## begin Text block

Umsebenzi Online, Volume 14, No. 43, 29 October 2015



In this issue:

 

*        Eusebius McKaiser's liberal propaganda is not a debate: The media
must level the playing field instead of running negativity in their opinion
pieces, columns and letters section without offering the other side of the
story any opportunity

 

                

Red Alert:

 

Eusebius McKaiser's liberal propaganda is not a debate 

The media must level the playing field instead of running negativity in
their opinion pieces, columns and letters section without offering the other
side of the story any opportunity 



BY PHATSE JUSTICE PIITSO

 

The recent legitimate student mobilisation against fee increases highlighted
some of the problematic features in the South African media. This comes at
the time when as a country we are still engaging on how to go about
achieving media transformation. Some of the newspapers, among them The
Citizen and The Star, ran opinion pieces, columns and letters that
criticised the ANC-led government, the ANC and the SACP. They did not allow
any opportunity, in this sections, for that golden rule of justice, fairness
and balance: audi alteram partem - meaning hear the other side, or let the
other side be heard as well. It is worse that they did not care whether the
criticisms were valid, or whether they were based on valid information and
not distortions. This is characteristic of a biased political campaign.

 

Eusebius McKaiser, who in the process exposed his ignorance about the
architecture and content of South Africa's higher education laws, had the
audacity, using The Star, to try and present to us as the readers a
"lecture" about how to conduct a debate. Yet he enjoyed the monopoly of
space in The Star through his series of columns or opinion pieces. The
newspaper did not offer any opportunity to those who disagree with his
liberal scapegoating of the Minister of Higher Education and Training,
Comrade Blade Nzimande, to express their views.

 

What type of a debate is this by McKaiser?

## end Text block
## begin Information shown

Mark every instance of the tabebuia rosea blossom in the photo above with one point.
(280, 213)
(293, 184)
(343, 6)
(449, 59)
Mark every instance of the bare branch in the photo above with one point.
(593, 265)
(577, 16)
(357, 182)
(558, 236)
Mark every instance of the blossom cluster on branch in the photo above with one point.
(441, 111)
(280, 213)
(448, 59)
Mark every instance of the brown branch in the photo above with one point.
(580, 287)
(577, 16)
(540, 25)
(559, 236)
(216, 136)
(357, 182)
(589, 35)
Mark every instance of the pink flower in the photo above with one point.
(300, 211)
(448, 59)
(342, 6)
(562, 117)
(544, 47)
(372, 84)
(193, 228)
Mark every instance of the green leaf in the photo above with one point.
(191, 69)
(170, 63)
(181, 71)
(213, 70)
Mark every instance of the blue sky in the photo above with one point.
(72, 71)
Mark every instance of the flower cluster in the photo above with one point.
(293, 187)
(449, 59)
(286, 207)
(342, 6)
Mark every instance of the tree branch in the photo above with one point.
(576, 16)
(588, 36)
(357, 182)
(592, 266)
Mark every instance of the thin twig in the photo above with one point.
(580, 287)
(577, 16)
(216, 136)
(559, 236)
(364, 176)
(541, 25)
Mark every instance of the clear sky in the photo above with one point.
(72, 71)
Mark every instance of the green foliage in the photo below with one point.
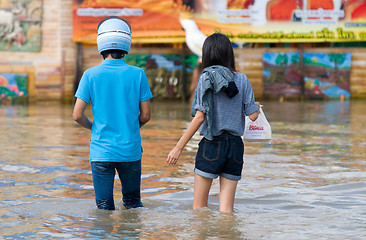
(281, 59)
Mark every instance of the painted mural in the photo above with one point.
(165, 73)
(13, 88)
(281, 75)
(20, 25)
(327, 75)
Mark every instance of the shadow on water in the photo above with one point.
(309, 183)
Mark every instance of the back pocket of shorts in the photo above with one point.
(238, 153)
(211, 150)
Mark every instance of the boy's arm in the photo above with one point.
(145, 112)
(79, 116)
(191, 130)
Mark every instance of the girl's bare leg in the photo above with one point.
(227, 195)
(202, 187)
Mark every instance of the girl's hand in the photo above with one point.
(174, 155)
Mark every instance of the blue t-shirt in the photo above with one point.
(228, 114)
(115, 90)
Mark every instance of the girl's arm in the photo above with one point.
(79, 116)
(192, 128)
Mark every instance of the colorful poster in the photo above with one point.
(165, 72)
(151, 20)
(327, 75)
(281, 75)
(20, 25)
(241, 20)
(13, 88)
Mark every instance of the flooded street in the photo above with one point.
(309, 183)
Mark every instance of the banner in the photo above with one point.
(151, 20)
(241, 20)
(20, 25)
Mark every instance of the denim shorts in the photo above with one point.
(223, 156)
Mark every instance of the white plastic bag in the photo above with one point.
(259, 130)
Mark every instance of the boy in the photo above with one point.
(119, 95)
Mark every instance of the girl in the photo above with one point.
(222, 99)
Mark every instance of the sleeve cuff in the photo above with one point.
(251, 109)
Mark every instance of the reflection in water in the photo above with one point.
(309, 183)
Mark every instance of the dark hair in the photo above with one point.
(218, 50)
(115, 53)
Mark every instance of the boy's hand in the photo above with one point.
(174, 155)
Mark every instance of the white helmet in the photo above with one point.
(114, 33)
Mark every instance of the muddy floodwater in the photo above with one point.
(308, 183)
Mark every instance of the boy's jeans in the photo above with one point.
(103, 178)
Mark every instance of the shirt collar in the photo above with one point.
(114, 62)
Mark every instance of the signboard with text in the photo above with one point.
(242, 20)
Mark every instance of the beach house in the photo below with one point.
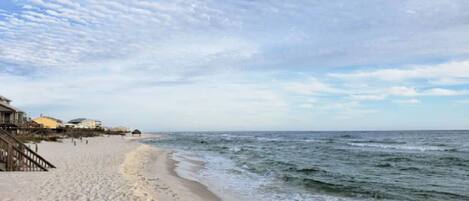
(48, 122)
(9, 115)
(85, 123)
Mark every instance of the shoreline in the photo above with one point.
(108, 168)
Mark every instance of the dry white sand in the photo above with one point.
(107, 168)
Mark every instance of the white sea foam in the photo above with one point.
(233, 183)
(399, 146)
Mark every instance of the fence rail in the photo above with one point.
(18, 157)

## end Information shown

## Task set
#1 Can you transcribe the Umsebenzi Online article in full, with every line as it appears?
#2 Will you restate word for word the entries from the line holding "Mark every instance of the white plastic" through the last of the entries, inclusive, leaving the pictures out?

## Replies
#1
Umsebenzi Online, Volume 14, No. 43, 29 October 2015



In this issue:

 

*        Eusebius McKaiser's liberal propaganda is not a debate: The media
must level the playing field instead of running negativity in their opinion
pieces, columns and letters section without offering the other side of the
story any opportunity

 

                

Red Alert:

 

Eusebius McKaiser's liberal propaganda is not a debate 

The media must level the playing field instead of running negativity in
their opinion pieces, columns and letters section without offering the other
side of the story any opportunity 



BY PHATSE JUSTICE PIITSO

 

The recent legitimate student mobilisation against fee increases highlighted
some of the problematic features in the South African media. This comes at
the time when as a country we are still engaging on how to go about
achieving media transformation. Some of the newspapers, among them The
Citizen and The Star, ran opinion pieces, columns and letters that
criticised the ANC-led government, the ANC and the SACP. They did not allow
any opportunity, in this sections, for that golden rule of justice, fairness
and balance: audi alteram partem - meaning hear the other side, or let the
other side be heard as well. It is worse that they did not care whether the
criticisms were valid, or whether they were based on valid information and
not distortions. This is characteristic of a biased political campaign.

 

Eusebius McKaiser, who in the process exposed his ignorance about the
architecture and content of South Africa's higher education laws, had the
audacity, using The Star, to try and present to us as the readers a
"lecture" about how to conduct a debate. Yet he enjoyed the monopoly of
space in The Star through his series of columns or opinion pieces. The
newspaper did not offer any opportunity to those who disagree with his
liberal scapegoating of the Minister of Higher Education and Training,
Comrade Blade Nzimande, to express their views.

 

What type of a debate is this by McKaiser?

#2
Mark every instance of the white plastic bag in the photo above with one point.
(259, 130)
Mark every instance of the boy in the photo above with one point.
(119, 95)
Mark every instance of the girl in the photo above with one point.
(222, 99)
Mark every instance of the sleeve cuff in the photo above with one point.
(251, 109)
Mark every instance of the reflection in water in the photo above with one point.
(309, 183)
Mark every instance of the dark hair in the photo above with one point.
(218, 50)
(115, 53)
Mark every instance of the boy's hand in the photo above with one point.
(174, 155)
Mark every instance of the white helmet in the photo above with one point.
(114, 33)
Mark every instance of the muddy floodwater in the photo above with one point.
(308, 183)
Mark every instance of the boy's jeans in the photo above with one point.
(103, 178)
Mark every instance of the shirt collar in the photo above with one point.
(114, 62)
Mark every instance of the signboard with text in the photo above with one point.
(242, 20)
Mark every instance of the beach house in the photo below with one point.
(48, 122)
(9, 115)
(85, 123)
Mark every instance of the shoreline in the photo above with one point.
(108, 168)
Mark every instance of the dry white sand in the photo above with one point.
(107, 168)
Mark every instance of the white sea foam in the photo above with one point.
(233, 183)
(399, 146)
Mark every instance of the fence rail in the photo above with one point.
(18, 157)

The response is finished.